TEXT:
[Begin]

Intumescent fire resistive coatings are paint like coatings that are applied to structural steel members. The final thickness of these coatings typically ranges from 0.03 inches to 0.50 inches.

The coatings are designed to provide insulation to the steel in the event of a fire. Their function is identical to other more traditional materials such as gypsum wallboard and coatings categorized as Spray Applied Fire Resistive Materials (SFRMs). The SFRMs typically include ingredients such as mineral wool, cement and gypsum. Because of the intumescent coating's paint like qualities and their other somewhat unique characteristics when compared to the more traditional materials, the use of intumescent coatings have expanded within the architectural and design communities.

The intumescent coatings, as well as the other traditional materials, are intended to provide an insulating barrier between a fire and the structural steel. This insulating barrier is necessary to ensure the structural performance of the steel members at the temperatures anticipated during a fully developed fire. For intumescent coatings to provide this insulating barrier to the structural steel, two unique characteristics of the coating must be considered, coating expansion and retention of a char layer.

Intumescent fire resistive coatings typically expand approximately 15 to 30 times during a UL 263; Fire Tests of Building Construction and Materials (ASTM E119, NFPA 251, and UBC 7-1) fire test. The more traditional insulating materials typically undergo a slight shrinkage during the fire exposure. In addition, most intumescent coatings generate an ash-like or char layer during their expansion process. As the fire exposure continues, the ash coating erodes exposing the remaining intumescent coating. This expansion process repeats itself several times during the test depending upon the coating thickness. The maintenance of the insulating or char layer during the expansion and the erosion process is much more dependent upon the shape of the structural steel as compared to maintaining the insulating barrier when more conventional materials are used. For example, while the char may adhere well to a wide flange column, the same material may not adequately adhere to and protect rectangular or round steel shapes. Some intumescent coatings require the addition of a reinforcing mesh when applied on specific structural shapes to retain their insulating or char layer.

[End]

EXERCISE DIRECTIONS: According to the text on intumescent coatings, how much do these coatings typically expand during a UL 263 fire test? The data that follows is not needed for this task.

DATA EXCERPTS:
[Begin]

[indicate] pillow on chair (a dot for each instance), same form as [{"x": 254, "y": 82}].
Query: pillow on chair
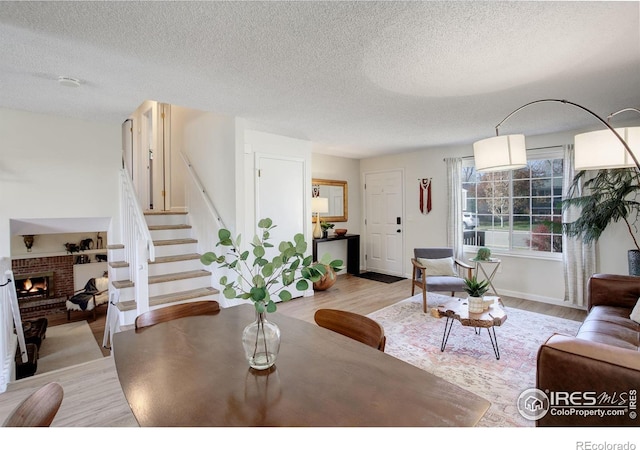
[{"x": 442, "y": 267}]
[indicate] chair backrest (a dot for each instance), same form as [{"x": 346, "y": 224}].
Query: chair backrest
[
  {"x": 199, "y": 308},
  {"x": 37, "y": 410},
  {"x": 355, "y": 326},
  {"x": 433, "y": 253}
]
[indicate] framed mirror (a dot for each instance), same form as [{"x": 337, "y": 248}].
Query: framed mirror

[End]

ANSWER FOR THE TASK: They typically expand approximately 15 to 30 times.